** Problem requirements **
Your response should be the complete set of records, reproduced exactly.

::: Data under study :::

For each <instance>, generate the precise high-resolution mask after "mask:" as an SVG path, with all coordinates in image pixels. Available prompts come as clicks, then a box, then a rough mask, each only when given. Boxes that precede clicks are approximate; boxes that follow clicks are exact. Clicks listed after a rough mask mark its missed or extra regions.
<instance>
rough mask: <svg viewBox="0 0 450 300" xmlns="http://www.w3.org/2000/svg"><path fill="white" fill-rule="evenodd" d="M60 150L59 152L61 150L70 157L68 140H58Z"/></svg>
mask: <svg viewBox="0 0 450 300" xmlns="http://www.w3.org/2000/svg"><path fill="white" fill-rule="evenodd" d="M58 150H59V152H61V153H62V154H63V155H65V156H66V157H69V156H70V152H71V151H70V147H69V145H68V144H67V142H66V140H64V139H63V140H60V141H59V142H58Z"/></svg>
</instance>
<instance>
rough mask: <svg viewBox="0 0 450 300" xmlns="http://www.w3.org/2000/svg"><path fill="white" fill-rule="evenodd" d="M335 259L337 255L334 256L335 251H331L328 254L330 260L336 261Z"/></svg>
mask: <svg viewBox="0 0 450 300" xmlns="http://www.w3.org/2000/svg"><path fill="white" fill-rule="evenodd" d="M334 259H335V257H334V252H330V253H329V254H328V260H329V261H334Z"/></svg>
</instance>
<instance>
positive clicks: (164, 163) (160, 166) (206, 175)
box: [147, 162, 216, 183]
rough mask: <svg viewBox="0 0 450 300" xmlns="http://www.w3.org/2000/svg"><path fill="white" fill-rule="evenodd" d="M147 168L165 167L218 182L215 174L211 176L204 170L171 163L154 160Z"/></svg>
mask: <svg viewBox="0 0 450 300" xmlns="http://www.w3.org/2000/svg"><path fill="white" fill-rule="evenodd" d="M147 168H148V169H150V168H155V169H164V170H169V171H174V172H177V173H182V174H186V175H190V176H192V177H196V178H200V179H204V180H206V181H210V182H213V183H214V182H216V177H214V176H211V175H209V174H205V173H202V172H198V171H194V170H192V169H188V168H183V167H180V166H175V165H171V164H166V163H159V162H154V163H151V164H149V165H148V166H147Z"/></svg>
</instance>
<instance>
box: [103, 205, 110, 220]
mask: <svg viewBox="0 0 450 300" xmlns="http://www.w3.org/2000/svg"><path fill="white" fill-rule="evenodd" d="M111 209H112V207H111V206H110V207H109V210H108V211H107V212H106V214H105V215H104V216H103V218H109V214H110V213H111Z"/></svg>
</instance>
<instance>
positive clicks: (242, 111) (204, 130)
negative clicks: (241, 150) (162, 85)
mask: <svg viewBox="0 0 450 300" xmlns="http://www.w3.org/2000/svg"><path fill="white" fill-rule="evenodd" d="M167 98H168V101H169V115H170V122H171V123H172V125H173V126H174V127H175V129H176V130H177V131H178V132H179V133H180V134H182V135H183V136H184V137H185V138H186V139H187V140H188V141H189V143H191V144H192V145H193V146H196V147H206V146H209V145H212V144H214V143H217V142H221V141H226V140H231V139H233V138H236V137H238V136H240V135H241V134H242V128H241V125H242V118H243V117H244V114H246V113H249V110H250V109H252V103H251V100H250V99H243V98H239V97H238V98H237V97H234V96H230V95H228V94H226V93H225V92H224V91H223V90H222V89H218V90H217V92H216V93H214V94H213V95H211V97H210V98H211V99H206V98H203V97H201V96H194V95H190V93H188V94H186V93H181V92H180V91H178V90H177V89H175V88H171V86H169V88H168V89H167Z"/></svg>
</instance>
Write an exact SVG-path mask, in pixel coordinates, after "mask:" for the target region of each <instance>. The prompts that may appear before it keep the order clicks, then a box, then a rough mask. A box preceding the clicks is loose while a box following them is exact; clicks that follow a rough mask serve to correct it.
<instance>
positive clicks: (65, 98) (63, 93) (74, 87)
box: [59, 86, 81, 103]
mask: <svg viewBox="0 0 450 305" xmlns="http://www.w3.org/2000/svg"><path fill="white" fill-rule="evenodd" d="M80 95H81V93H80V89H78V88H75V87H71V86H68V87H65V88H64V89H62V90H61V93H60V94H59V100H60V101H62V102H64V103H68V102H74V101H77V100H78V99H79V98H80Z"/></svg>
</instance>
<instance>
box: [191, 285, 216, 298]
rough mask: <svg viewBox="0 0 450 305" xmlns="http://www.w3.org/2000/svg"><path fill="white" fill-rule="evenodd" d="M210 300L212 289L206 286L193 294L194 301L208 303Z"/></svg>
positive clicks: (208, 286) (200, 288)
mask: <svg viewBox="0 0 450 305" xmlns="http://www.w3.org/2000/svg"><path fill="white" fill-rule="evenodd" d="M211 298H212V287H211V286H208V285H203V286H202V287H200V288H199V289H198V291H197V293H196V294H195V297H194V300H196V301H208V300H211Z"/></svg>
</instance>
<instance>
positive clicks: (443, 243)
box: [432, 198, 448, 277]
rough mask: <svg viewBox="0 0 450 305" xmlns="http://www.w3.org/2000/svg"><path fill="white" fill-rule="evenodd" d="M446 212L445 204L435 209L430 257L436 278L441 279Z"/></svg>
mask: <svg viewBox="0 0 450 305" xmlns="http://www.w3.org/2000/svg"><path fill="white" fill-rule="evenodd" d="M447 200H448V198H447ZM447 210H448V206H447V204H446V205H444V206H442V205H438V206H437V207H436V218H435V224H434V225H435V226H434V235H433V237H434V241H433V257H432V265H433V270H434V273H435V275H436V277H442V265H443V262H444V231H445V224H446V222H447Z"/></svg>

:::

** Result of this exercise **
For each <instance>, generate the precise high-resolution mask after "mask:" as an SVG path, with all coordinates in image pixels. Available prompts come as clicks, then a box, then a rough mask, each only when given. Boxes that precede clicks are approximate; boxes that follow clicks are exact. Clicks listed after a rough mask mark its missed or extra regions.
<instance>
rough mask: <svg viewBox="0 0 450 300" xmlns="http://www.w3.org/2000/svg"><path fill="white" fill-rule="evenodd" d="M60 150L59 152L61 150L70 157L68 140H58Z"/></svg>
mask: <svg viewBox="0 0 450 300" xmlns="http://www.w3.org/2000/svg"><path fill="white" fill-rule="evenodd" d="M58 150H59V152H61V153H62V154H63V155H65V156H66V157H69V156H70V152H71V151H70V147H69V145H68V144H67V142H66V140H64V139H63V140H60V141H59V142H58Z"/></svg>
</instance>
<instance>
rough mask: <svg viewBox="0 0 450 300" xmlns="http://www.w3.org/2000/svg"><path fill="white" fill-rule="evenodd" d="M335 259L337 255L334 256L335 251H331L328 254L330 260L336 261Z"/></svg>
mask: <svg viewBox="0 0 450 300" xmlns="http://www.w3.org/2000/svg"><path fill="white" fill-rule="evenodd" d="M334 259H335V257H334V252H330V253H329V254H328V260H329V261H334Z"/></svg>
</instance>
<instance>
positive clicks: (164, 163) (160, 166) (206, 175)
box: [147, 162, 216, 183]
rough mask: <svg viewBox="0 0 450 300" xmlns="http://www.w3.org/2000/svg"><path fill="white" fill-rule="evenodd" d="M147 168L165 167L218 182L215 174L211 176L204 170L171 163L154 160Z"/></svg>
mask: <svg viewBox="0 0 450 300" xmlns="http://www.w3.org/2000/svg"><path fill="white" fill-rule="evenodd" d="M147 168H148V169H150V168H155V169H164V170H169V171H174V172H177V173H182V174H186V175H190V176H192V177H196V178H200V179H204V180H206V181H210V182H213V183H214V182H216V177H214V176H211V175H209V174H205V173H202V172H198V171H194V170H192V169H188V168H183V167H180V166H175V165H171V164H166V163H159V162H154V163H151V164H149V165H148V166H147Z"/></svg>
</instance>
<instance>
box: [103, 205, 110, 220]
mask: <svg viewBox="0 0 450 300" xmlns="http://www.w3.org/2000/svg"><path fill="white" fill-rule="evenodd" d="M111 209H112V207H111V206H110V207H109V210H108V211H107V212H106V214H105V215H104V216H103V218H109V214H110V213H111Z"/></svg>
</instance>
<instance>
positive clicks: (242, 111) (204, 130)
negative clicks: (241, 150) (162, 85)
mask: <svg viewBox="0 0 450 300" xmlns="http://www.w3.org/2000/svg"><path fill="white" fill-rule="evenodd" d="M167 98H168V101H169V115H170V122H171V123H172V125H173V126H174V127H175V129H176V130H177V131H178V132H179V133H180V134H182V135H183V136H184V137H185V138H186V139H187V140H188V141H189V143H191V144H192V145H193V146H196V147H206V146H209V145H212V144H214V143H217V142H221V141H226V140H231V139H233V138H236V137H238V136H240V135H241V134H242V128H241V125H242V118H243V117H244V114H246V113H249V110H250V109H252V103H251V100H250V99H243V98H239V97H238V98H237V97H234V96H230V95H228V94H226V93H225V92H224V91H223V90H222V89H218V90H217V92H216V93H214V94H213V95H211V97H210V98H211V99H206V98H203V97H201V96H194V95H190V93H188V94H186V93H181V92H180V91H178V90H177V89H175V88H171V86H169V88H168V89H167Z"/></svg>
</instance>
Write an exact SVG-path mask, in pixel coordinates, after "mask:" for the target region of each <instance>. The prompts that may appear before it keep the order clicks, then a box, then a rough mask. A box preceding the clicks is loose while a box following them is exact; clicks that follow a rough mask serve to correct it.
<instance>
positive clicks: (65, 98) (63, 93) (74, 87)
box: [59, 86, 81, 103]
mask: <svg viewBox="0 0 450 305" xmlns="http://www.w3.org/2000/svg"><path fill="white" fill-rule="evenodd" d="M80 95H81V93H80V89H78V88H75V87H71V86H68V87H65V88H64V89H62V90H61V93H60V94H59V100H60V101H62V102H64V103H68V102H74V101H77V100H78V99H79V98H80Z"/></svg>
</instance>
<instance>
box: [191, 285, 216, 298]
rough mask: <svg viewBox="0 0 450 305" xmlns="http://www.w3.org/2000/svg"><path fill="white" fill-rule="evenodd" d="M210 300L212 289L206 286L193 294L194 301L208 303Z"/></svg>
positive clicks: (208, 286) (200, 288)
mask: <svg viewBox="0 0 450 305" xmlns="http://www.w3.org/2000/svg"><path fill="white" fill-rule="evenodd" d="M211 298H212V287H211V286H208V285H203V286H202V287H200V288H199V289H198V291H197V293H196V294H195V297H194V300H196V301H208V300H211Z"/></svg>
</instance>
<instance>
positive clicks: (443, 243)
box: [432, 198, 448, 277]
rough mask: <svg viewBox="0 0 450 305" xmlns="http://www.w3.org/2000/svg"><path fill="white" fill-rule="evenodd" d="M446 212L445 204L435 209L430 257L436 278L441 279Z"/></svg>
mask: <svg viewBox="0 0 450 305" xmlns="http://www.w3.org/2000/svg"><path fill="white" fill-rule="evenodd" d="M447 200H448V198H447ZM447 210H448V206H447V204H446V205H444V206H442V205H438V206H437V207H436V218H435V224H434V225H435V226H434V235H433V237H434V241H433V257H432V265H433V270H434V273H435V275H436V277H442V265H443V262H444V231H445V224H446V222H447Z"/></svg>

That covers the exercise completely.